**SHORT EXERCISE:** Please reproduce, unchanged, the items from the line containing "segment the red chili pepper" through the line containing "106L311 104L301 102L299", with both of those lines included.

═════ INFORMATION PROVIDED ═════

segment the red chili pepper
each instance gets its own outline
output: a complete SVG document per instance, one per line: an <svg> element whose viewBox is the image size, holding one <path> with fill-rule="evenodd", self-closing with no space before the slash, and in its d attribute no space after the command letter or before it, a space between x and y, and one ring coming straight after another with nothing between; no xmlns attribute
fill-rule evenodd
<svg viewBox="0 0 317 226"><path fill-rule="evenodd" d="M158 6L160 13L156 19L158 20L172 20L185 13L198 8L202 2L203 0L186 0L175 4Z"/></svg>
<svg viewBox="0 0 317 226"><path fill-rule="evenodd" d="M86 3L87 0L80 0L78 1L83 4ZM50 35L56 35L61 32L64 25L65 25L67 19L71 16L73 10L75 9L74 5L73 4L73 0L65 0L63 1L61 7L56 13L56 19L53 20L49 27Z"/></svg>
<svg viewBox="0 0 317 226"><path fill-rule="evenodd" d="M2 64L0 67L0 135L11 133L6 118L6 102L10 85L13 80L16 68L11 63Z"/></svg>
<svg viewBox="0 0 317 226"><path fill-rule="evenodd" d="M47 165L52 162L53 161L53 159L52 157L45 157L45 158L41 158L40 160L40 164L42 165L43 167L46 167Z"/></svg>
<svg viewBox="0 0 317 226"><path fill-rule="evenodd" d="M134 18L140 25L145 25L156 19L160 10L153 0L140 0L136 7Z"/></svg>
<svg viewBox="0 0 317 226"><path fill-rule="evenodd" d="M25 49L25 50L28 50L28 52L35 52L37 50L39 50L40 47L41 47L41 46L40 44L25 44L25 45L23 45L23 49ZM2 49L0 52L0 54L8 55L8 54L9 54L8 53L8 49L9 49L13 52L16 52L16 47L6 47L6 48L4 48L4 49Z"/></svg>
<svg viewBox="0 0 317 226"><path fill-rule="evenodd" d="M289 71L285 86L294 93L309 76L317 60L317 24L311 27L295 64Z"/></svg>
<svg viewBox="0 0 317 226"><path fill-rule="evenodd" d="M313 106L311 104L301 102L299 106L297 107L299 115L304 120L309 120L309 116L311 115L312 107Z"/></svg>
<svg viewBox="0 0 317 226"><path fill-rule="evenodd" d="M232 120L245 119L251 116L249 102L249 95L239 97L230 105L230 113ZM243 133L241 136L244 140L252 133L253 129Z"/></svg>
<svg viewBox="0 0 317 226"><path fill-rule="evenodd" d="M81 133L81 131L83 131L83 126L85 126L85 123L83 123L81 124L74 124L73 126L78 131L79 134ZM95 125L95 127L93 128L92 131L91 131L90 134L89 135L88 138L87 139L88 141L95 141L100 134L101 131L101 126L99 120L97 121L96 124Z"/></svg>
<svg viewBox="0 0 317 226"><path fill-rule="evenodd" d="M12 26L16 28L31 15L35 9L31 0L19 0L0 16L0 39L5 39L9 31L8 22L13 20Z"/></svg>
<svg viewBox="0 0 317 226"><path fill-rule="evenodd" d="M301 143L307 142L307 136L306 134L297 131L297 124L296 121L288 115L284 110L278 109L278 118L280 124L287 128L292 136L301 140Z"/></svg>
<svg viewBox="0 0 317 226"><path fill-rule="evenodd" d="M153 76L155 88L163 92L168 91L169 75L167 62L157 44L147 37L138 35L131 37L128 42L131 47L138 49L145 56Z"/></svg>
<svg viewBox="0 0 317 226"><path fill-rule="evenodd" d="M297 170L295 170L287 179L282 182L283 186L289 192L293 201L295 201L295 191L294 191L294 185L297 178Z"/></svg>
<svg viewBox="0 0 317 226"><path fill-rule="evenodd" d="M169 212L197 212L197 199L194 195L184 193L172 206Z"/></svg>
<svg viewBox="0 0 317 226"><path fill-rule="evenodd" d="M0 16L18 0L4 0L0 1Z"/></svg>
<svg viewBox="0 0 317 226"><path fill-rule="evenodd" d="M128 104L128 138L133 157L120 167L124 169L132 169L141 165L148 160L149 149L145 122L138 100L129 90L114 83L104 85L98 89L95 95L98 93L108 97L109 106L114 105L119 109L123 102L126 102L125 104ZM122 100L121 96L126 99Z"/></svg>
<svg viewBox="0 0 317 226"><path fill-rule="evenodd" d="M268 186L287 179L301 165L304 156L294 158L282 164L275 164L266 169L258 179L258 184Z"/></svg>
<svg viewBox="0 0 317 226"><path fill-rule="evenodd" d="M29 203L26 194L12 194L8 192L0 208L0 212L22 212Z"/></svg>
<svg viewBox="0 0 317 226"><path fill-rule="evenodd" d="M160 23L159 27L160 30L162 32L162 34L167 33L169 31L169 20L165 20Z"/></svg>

═════
═════ INFORMATION PROVIDED ═════

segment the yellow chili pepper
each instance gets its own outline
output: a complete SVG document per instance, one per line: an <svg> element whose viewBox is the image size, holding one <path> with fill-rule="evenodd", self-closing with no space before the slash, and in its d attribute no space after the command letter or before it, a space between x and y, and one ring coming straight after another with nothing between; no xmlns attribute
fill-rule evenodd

═════

**RESULT FOR THIS EXERCISE:**
segment the red chili pepper
each instance gets its own outline
output: a complete SVG document per instance, one per line: an <svg> element whose viewBox is the image size, holding one <path> with fill-rule="evenodd", self-closing with no space before the slash, and in its d attribute no space after the command letter or before it, a space between x and y, and one ring coming straight after another with nothing between; no xmlns attribute
fill-rule evenodd
<svg viewBox="0 0 317 226"><path fill-rule="evenodd" d="M158 6L160 13L156 19L158 20L172 20L185 13L198 8L202 2L203 0L186 0L175 4Z"/></svg>
<svg viewBox="0 0 317 226"><path fill-rule="evenodd" d="M86 3L87 0L80 0L78 1L83 4ZM50 35L56 35L61 32L64 25L65 25L67 19L71 16L73 10L75 9L74 5L73 4L73 0L65 0L63 1L61 7L56 13L56 19L53 20L49 27Z"/></svg>
<svg viewBox="0 0 317 226"><path fill-rule="evenodd" d="M2 64L0 67L0 135L11 133L6 118L6 102L10 85L13 80L16 68L11 63Z"/></svg>
<svg viewBox="0 0 317 226"><path fill-rule="evenodd" d="M47 165L52 162L53 161L53 159L52 157L45 157L45 158L41 158L40 160L40 164L42 165L43 167L46 167Z"/></svg>
<svg viewBox="0 0 317 226"><path fill-rule="evenodd" d="M134 18L140 25L145 25L156 19L160 10L153 0L140 0L136 7Z"/></svg>
<svg viewBox="0 0 317 226"><path fill-rule="evenodd" d="M25 49L25 50L28 50L28 52L35 52L37 50L39 50L40 47L41 47L41 46L40 44L25 44L25 45L23 45L23 49ZM2 49L0 52L0 54L8 55L8 54L9 54L8 53L8 49L9 49L13 52L16 52L16 47L6 47L6 48L4 48L4 49Z"/></svg>
<svg viewBox="0 0 317 226"><path fill-rule="evenodd" d="M289 71L285 86L294 93L309 76L317 60L317 24L311 27L295 64Z"/></svg>
<svg viewBox="0 0 317 226"><path fill-rule="evenodd" d="M313 106L311 104L301 102L299 106L297 107L299 115L304 120L309 120L309 116L311 115L312 107Z"/></svg>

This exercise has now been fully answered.